Segment Start: Input material

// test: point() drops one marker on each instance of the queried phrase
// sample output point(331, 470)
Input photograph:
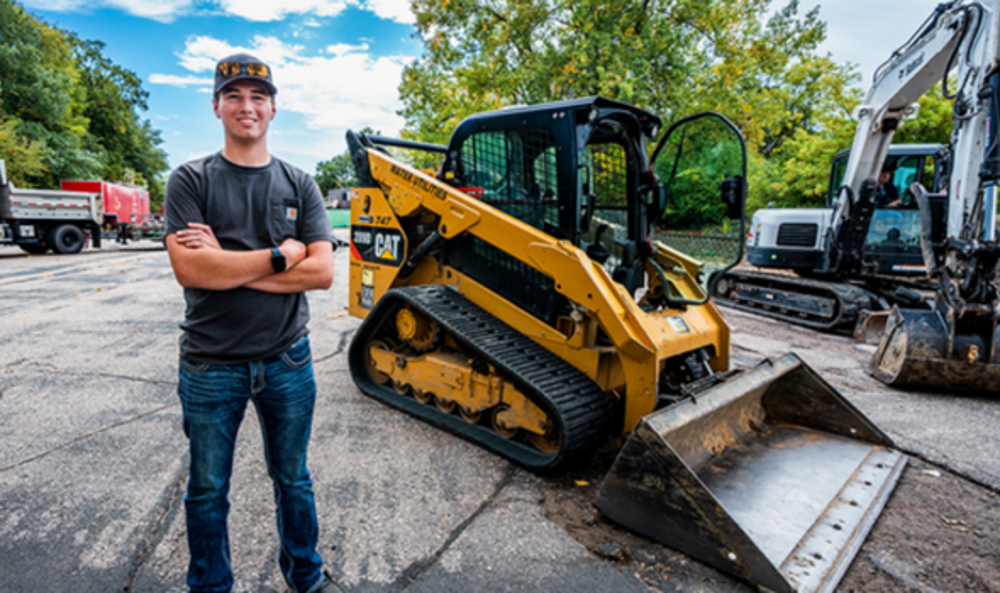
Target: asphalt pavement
point(93, 459)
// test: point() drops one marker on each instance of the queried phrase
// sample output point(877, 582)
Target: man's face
point(245, 108)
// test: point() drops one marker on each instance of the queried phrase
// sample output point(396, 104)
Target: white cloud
point(181, 81)
point(396, 10)
point(251, 10)
point(346, 88)
point(258, 10)
point(159, 10)
point(341, 49)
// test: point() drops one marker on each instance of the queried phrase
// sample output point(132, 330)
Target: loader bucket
point(771, 476)
point(916, 349)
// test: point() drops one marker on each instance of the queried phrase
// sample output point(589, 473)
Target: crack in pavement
point(418, 568)
point(51, 370)
point(167, 507)
point(86, 436)
point(341, 346)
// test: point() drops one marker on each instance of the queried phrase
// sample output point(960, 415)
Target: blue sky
point(337, 62)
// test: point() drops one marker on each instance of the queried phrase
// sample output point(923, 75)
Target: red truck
point(63, 220)
point(126, 208)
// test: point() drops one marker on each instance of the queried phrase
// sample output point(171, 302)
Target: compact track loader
point(516, 299)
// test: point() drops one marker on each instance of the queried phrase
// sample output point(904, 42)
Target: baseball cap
point(242, 67)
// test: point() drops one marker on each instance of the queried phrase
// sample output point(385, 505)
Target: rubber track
point(851, 299)
point(579, 408)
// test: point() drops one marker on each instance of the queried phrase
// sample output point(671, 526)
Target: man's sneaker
point(327, 585)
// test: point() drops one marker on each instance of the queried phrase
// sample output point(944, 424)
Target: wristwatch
point(278, 260)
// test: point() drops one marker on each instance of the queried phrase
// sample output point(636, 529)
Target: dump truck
point(515, 297)
point(37, 220)
point(63, 220)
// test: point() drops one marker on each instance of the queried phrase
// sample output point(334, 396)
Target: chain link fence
point(714, 247)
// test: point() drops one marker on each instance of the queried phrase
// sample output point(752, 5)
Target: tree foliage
point(338, 172)
point(68, 112)
point(757, 64)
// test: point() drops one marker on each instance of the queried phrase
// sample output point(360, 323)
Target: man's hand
point(199, 236)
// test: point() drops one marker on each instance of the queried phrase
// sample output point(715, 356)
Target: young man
point(247, 234)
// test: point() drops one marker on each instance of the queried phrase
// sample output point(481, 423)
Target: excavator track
point(824, 305)
point(576, 407)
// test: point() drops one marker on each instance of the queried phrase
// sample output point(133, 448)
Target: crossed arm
point(200, 262)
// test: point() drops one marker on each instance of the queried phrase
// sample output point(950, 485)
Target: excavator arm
point(954, 344)
point(950, 36)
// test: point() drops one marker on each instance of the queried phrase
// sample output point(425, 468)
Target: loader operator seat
point(629, 272)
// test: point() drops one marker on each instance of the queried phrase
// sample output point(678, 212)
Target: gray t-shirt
point(248, 208)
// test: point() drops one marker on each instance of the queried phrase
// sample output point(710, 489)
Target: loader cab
point(566, 169)
point(580, 171)
point(553, 166)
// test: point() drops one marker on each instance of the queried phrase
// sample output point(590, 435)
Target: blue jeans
point(214, 398)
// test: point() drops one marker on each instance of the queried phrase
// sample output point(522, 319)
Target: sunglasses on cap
point(233, 69)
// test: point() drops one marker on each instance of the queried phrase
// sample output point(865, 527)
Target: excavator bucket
point(918, 349)
point(771, 476)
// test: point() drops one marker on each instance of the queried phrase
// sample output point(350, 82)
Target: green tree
point(71, 108)
point(798, 174)
point(23, 157)
point(758, 67)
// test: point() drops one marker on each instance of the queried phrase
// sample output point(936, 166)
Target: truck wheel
point(66, 239)
point(34, 248)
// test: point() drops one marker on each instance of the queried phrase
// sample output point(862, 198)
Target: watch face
point(277, 260)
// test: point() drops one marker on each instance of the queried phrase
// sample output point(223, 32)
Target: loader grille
point(608, 166)
point(797, 235)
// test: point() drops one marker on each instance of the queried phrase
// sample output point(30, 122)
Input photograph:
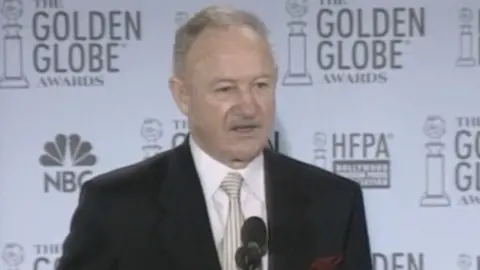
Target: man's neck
point(234, 164)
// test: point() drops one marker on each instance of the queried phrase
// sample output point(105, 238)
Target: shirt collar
point(211, 172)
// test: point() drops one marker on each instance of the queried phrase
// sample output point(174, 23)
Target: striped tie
point(231, 242)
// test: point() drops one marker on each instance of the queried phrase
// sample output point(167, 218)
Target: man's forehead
point(231, 54)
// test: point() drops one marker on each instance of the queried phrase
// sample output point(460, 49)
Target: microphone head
point(254, 230)
point(241, 257)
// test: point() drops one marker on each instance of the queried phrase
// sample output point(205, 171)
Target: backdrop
point(383, 92)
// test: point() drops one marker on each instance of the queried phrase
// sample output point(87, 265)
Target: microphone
point(254, 244)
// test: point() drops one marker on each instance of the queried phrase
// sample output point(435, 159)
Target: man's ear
point(180, 94)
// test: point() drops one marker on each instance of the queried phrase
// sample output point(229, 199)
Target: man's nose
point(248, 102)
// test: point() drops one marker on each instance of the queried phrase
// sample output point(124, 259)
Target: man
point(183, 208)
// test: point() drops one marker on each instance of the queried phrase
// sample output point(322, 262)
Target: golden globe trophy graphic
point(319, 152)
point(13, 76)
point(152, 131)
point(297, 72)
point(13, 255)
point(466, 58)
point(435, 194)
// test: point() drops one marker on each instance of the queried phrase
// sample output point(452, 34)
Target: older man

Segment End: Input material

Output the lines above in full and exactly as given, omitting any pictures.

▶ Task result
// test: point() drops one marker on each instance of the queried phrase
// sample output point(331, 470)
Input photograph:
Target: asphalt pavement
point(93, 459)
// test: point() drops one marker on each instance of the queried phrase
// sample output point(877, 582)
Target: man's face
point(245, 108)
// test: point() drops one marker on each instance of the queried phrase
// sample output point(396, 104)
Target: white cloud
point(181, 81)
point(396, 10)
point(251, 10)
point(346, 88)
point(258, 10)
point(159, 10)
point(341, 49)
// test: point() drops one marker on each instance of the queried phrase
// sample output point(132, 330)
Target: loader bucket
point(771, 476)
point(916, 349)
// test: point() drops one marker on each instance of the queried phrase
// sample output point(589, 473)
Target: crack in pavement
point(418, 568)
point(51, 370)
point(167, 507)
point(86, 436)
point(341, 346)
// test: point() drops one marker on each instance of the queried phrase
// sample output point(960, 415)
Target: blue sky
point(337, 62)
// test: point() drops one marker on each instance of the queried phrase
// sample output point(923, 75)
Target: red truck
point(63, 220)
point(126, 208)
// test: point() drops one marker on each instance of the queried phrase
// sample output point(171, 302)
Target: compact track loader
point(516, 299)
// test: point() drops one marker on each instance of the queried phrase
// sample output point(904, 42)
Target: baseball cap
point(242, 67)
// test: point() drops one marker on each instance of the queried phrase
// sample output point(385, 505)
Target: rubber track
point(851, 299)
point(579, 408)
// test: point() drops one marker on each instance of the queried phrase
// sample output point(671, 526)
Target: man's sneaker
point(327, 585)
// test: point() drops one marker on each instance of the queried phrase
// sample output point(944, 424)
Target: wristwatch
point(278, 260)
// test: point() drops one marker on each instance of the queried phrase
// sample output point(636, 529)
Target: dump truck
point(515, 297)
point(37, 220)
point(63, 220)
// test: point() drops one marker on each instance of the queried phrase
// sample output point(334, 396)
Target: chain link fence
point(714, 247)
// test: point() drops one marker on each instance of the queried phrase
// sample output point(752, 5)
Target: tree foliage
point(338, 172)
point(68, 112)
point(757, 64)
// test: point() drops one marker on each instance of the queried phrase
// sample output point(360, 323)
Target: man's hand
point(199, 236)
// test: point() drops one marker on each instance of the queried phrase
// sample output point(715, 356)
Target: young man
point(247, 234)
// test: point() drops one marker on each instance of the queried phrase
// sample output point(481, 423)
Target: excavator track
point(824, 305)
point(576, 407)
// test: point() drops one marker on each instance of the queried phrase
// sample output point(133, 448)
Target: crossed arm
point(200, 262)
// test: point() drops one marker on each instance of the queried phrase
// sample output point(950, 485)
Target: excavator arm
point(954, 344)
point(950, 36)
// test: point() drops one marker on each instance of the queried phrase
// sample output point(425, 468)
Target: loader operator seat
point(629, 272)
// test: point() drops one marker on each instance of the queried phrase
// sample output point(678, 212)
Target: gray t-shirt
point(248, 208)
// test: point() drops one marker on each instance of the queried phrase
// sample output point(710, 489)
Target: loader cab
point(566, 169)
point(580, 171)
point(553, 166)
// test: point() drops one marker on each instance of the queried phrase
// sample output point(590, 435)
Target: blue jeans
point(214, 398)
// test: point() drops one marker on each instance of the queried phrase
// sample output point(522, 319)
Target: sunglasses on cap
point(233, 69)
// test: point() drops one marker on each instance of the queried phrase
// sample output point(865, 527)
Target: excavator bucket
point(918, 349)
point(771, 476)
// test: point() drops one marker on each instance of the queried phrase
// sample output point(350, 82)
Target: green tree
point(71, 108)
point(798, 174)
point(23, 157)
point(758, 67)
// test: point() drops one marker on each instance of the queried phrase
// sample output point(936, 166)
Target: truck wheel
point(66, 239)
point(34, 248)
// test: point() drops one marker on each instance of the queried phrase
// sample output point(862, 198)
Target: watch face
point(277, 260)
// test: point() drops one marker on each instance of the queried phrase
// sample output point(223, 32)
Target: loader grille
point(608, 166)
point(797, 235)
// test: point() drops one marker on each instance of the queried phrase
// sample output point(30, 122)
Input photograph:
Target: man's neck
point(234, 164)
// test: point() drops one marker on each instance of the queried phrase
// sample output point(105, 238)
Target: shirt collar
point(211, 172)
// test: point() drops one marker on each instance of the queried phrase
// sample output point(174, 23)
Target: striped tie
point(231, 242)
// test: point() drops one marker on each instance of the queried phrase
// sample output point(167, 218)
Target: man's forehead
point(231, 54)
// test: point() drops one marker on each instance of the queried phrase
// sample output point(460, 49)
Target: microphone head
point(254, 230)
point(241, 257)
// test: point() drops one marker on each instance of the queried phrase
// sample output point(205, 171)
Target: backdrop
point(383, 92)
// test: point() drops one marker on each instance of the queried phrase
// sample output point(87, 265)
Target: microphone
point(254, 244)
// test: point() drops one marker on each instance of the queried phrase
// sample output point(435, 159)
Target: man's ear
point(180, 94)
// test: point() drops one marker on each instance of the queried phrase
// sample output point(229, 199)
Target: man's nose
point(248, 102)
// test: point() drops one marker on each instance of the queried phrase
// sample output point(124, 259)
Target: man
point(183, 208)
// test: point() drops one marker on each instance of the queried phrase
// sample output point(322, 262)
Target: golden globe trophy graphic
point(319, 152)
point(13, 76)
point(152, 131)
point(297, 72)
point(13, 255)
point(466, 58)
point(435, 194)
// test: point() drops one marker on each instance of the queried phrase
// sample output point(452, 34)
Target: older man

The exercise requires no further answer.